JOB:
Report how many lines in the items below contain the string "stadium", matching case exactly. Give only the number.

start INFORMATION SUPPLIED

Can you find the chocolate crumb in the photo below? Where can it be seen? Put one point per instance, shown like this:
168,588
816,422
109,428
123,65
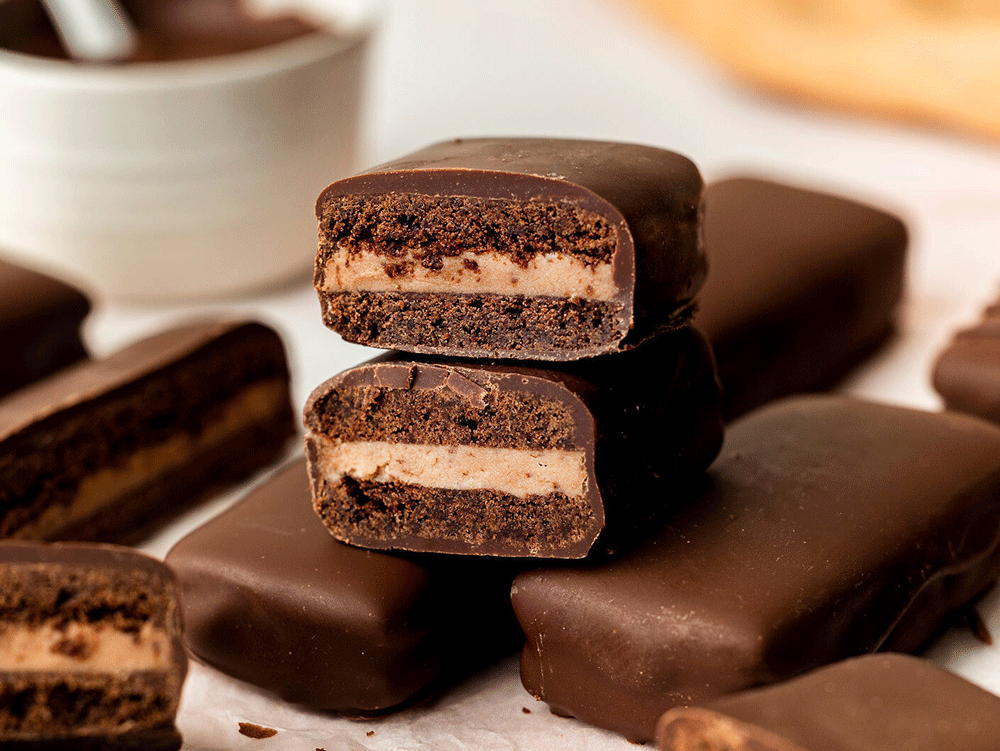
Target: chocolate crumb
77,648
252,730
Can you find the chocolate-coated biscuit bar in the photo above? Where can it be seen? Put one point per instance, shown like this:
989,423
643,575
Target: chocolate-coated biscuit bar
885,701
802,286
90,648
509,459
967,373
272,599
108,448
828,528
540,249
40,321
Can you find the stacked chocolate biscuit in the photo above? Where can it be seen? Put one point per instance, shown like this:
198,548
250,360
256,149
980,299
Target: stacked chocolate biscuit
546,289
548,399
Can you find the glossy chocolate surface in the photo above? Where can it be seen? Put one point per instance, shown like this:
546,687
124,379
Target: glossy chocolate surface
167,29
647,421
801,287
967,373
271,598
651,197
885,701
828,528
40,320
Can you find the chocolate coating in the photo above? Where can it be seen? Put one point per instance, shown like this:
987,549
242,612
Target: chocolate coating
40,320
110,449
802,286
827,528
271,598
643,199
75,686
967,373
888,701
645,423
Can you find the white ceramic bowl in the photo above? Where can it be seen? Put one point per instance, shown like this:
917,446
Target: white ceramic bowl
180,179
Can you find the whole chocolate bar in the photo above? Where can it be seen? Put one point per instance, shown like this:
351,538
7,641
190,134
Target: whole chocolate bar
886,701
40,321
967,373
90,648
541,249
802,286
109,448
272,599
462,456
828,528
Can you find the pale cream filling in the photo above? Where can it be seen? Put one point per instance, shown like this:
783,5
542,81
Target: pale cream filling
83,648
102,488
517,472
548,274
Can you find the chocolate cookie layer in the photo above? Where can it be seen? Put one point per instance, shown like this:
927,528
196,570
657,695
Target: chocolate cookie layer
967,373
90,648
272,599
108,448
803,286
40,321
505,459
888,701
516,248
828,528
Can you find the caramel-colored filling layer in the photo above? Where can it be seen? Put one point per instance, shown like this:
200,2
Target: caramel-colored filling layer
517,472
92,648
253,404
548,274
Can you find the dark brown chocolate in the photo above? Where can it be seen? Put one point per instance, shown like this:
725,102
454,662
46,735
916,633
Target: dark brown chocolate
802,287
166,29
486,458
890,701
542,249
967,373
828,528
108,449
91,651
40,320
271,598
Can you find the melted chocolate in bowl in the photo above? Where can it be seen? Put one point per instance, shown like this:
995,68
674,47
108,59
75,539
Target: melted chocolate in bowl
168,29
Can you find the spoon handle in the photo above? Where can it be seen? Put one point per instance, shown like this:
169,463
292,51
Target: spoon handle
93,30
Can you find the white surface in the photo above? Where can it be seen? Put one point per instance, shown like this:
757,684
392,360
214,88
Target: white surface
589,68
179,179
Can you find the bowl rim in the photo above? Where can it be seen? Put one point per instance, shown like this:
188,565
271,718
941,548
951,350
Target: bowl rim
330,40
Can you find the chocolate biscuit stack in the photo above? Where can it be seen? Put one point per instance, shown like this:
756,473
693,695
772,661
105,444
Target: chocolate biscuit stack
556,394
548,399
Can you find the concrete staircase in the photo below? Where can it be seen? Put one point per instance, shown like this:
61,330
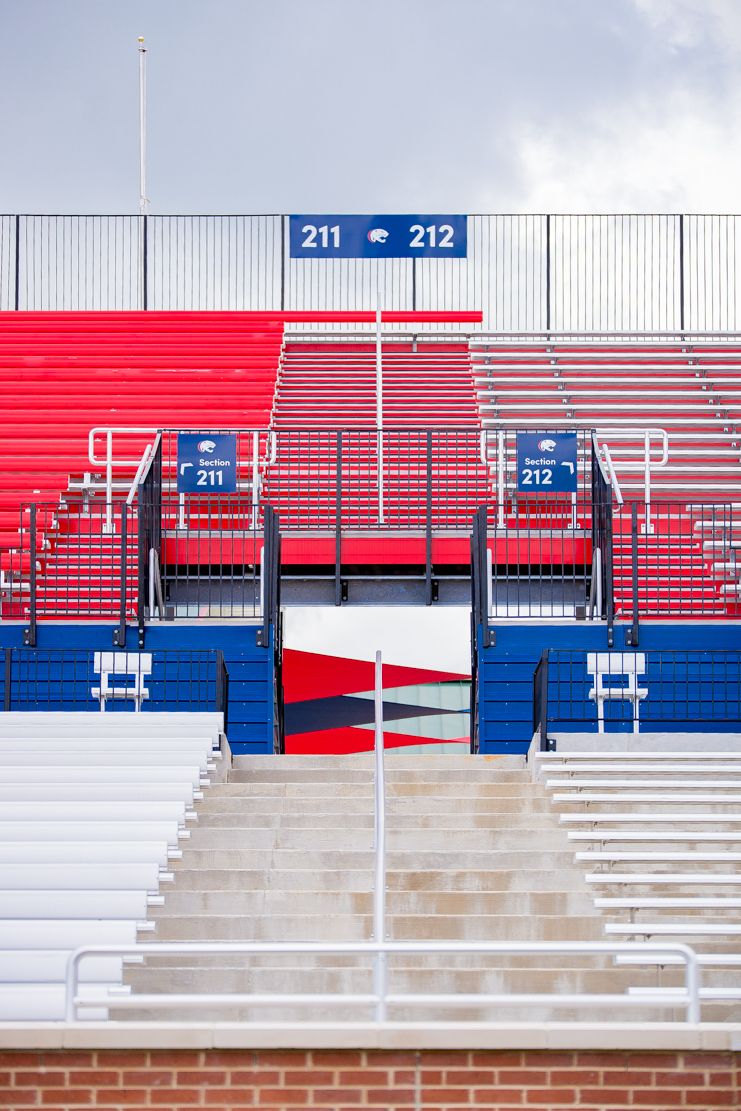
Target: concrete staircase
283,851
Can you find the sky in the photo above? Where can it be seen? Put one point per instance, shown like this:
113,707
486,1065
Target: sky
372,106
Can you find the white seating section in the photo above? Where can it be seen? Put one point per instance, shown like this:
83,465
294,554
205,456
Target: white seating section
92,810
611,664
661,831
134,666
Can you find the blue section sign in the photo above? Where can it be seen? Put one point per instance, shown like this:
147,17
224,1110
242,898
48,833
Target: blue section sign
207,463
547,461
378,237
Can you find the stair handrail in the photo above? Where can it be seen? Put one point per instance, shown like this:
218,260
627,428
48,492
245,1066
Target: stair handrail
380,960
380,998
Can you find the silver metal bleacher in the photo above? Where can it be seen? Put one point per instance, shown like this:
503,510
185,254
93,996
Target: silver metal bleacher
92,810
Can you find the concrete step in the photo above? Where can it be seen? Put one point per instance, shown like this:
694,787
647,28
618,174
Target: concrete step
362,880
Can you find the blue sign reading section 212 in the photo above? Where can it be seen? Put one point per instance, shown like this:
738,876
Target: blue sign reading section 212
378,237
207,463
547,461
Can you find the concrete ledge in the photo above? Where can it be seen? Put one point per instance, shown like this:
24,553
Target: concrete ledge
410,1036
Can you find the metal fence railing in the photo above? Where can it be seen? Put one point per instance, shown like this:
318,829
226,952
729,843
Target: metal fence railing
527,273
122,682
598,691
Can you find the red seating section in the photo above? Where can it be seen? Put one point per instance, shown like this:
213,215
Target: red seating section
67,372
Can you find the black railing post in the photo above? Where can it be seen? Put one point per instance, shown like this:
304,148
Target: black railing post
222,688
119,634
7,679
338,522
18,260
29,633
428,524
633,552
609,599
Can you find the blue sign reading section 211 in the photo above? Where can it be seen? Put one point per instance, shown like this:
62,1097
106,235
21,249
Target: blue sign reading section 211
378,237
207,463
547,462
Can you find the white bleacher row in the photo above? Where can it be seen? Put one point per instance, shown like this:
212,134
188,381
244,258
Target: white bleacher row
677,876
92,808
692,392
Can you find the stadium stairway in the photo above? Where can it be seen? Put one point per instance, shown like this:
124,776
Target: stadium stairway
93,809
283,851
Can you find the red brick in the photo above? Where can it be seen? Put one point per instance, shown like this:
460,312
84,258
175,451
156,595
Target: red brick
97,1078
632,1077
122,1060
469,1077
341,1058
456,1059
497,1096
66,1059
497,1059
709,1060
151,1078
121,1096
310,1078
281,1096
708,1099
230,1097
657,1096
601,1096
291,1058
653,1061
177,1058
550,1096
332,1094
392,1096
544,1060
201,1077
254,1077
396,1058
17,1096
521,1077
444,1094
41,1079
367,1077
67,1096
174,1096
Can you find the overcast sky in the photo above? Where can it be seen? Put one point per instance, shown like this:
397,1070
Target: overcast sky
372,106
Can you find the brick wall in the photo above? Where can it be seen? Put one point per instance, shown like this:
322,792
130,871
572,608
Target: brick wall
346,1080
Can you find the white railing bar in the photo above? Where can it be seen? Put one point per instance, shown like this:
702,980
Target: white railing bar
380,998
133,489
380,962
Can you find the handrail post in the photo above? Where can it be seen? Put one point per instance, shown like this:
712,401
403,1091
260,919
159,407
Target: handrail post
29,633
633,554
380,960
338,522
428,524
119,634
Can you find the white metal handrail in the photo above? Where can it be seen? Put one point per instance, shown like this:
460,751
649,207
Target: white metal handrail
380,961
380,999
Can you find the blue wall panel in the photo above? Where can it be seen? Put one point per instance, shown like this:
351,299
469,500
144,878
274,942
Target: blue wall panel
251,711
506,674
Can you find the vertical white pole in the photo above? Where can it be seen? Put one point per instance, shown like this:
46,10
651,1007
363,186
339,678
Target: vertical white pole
379,399
142,128
380,966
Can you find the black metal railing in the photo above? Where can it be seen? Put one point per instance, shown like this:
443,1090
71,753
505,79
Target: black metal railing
150,682
624,273
654,687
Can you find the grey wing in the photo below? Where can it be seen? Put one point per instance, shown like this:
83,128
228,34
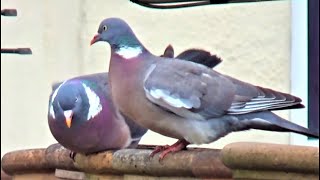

end INFORMATION SUPPLIED

TASK OUTPUT:
2